= Task objective =
Could you reproduce every record below exactly as it stands?
━━ Exercise materials ━━
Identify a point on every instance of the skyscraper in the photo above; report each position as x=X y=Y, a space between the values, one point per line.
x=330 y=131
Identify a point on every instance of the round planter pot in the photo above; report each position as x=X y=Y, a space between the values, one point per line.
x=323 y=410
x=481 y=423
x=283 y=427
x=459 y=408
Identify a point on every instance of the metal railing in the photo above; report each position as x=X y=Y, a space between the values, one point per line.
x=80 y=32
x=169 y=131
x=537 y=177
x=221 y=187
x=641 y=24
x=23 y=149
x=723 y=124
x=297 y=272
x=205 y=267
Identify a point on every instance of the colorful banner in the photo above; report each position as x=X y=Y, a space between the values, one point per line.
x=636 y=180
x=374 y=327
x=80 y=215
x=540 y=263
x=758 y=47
━━━
= Written response =
Identify a point on every instance of the skyscraper in the photo above; report each position as x=X y=Y, a space between the values, one point per line.
x=330 y=131
Identify a point on every instance of the round planter pot in the photo above; report each position as x=X y=Y, a space between the values, one point per line.
x=323 y=410
x=481 y=423
x=283 y=427
x=459 y=408
Identify a point on every instance of the metal railing in the photo above; report each position as x=X y=Y, a space between the values, one point per line.
x=80 y=32
x=169 y=131
x=537 y=177
x=221 y=187
x=641 y=24
x=23 y=149
x=723 y=124
x=297 y=272
x=205 y=267
Identify a point on every instance of the colorful banner in the photo above; report each position as x=X y=Y, a space between the values, one point per line.
x=636 y=180
x=374 y=327
x=80 y=215
x=540 y=263
x=758 y=47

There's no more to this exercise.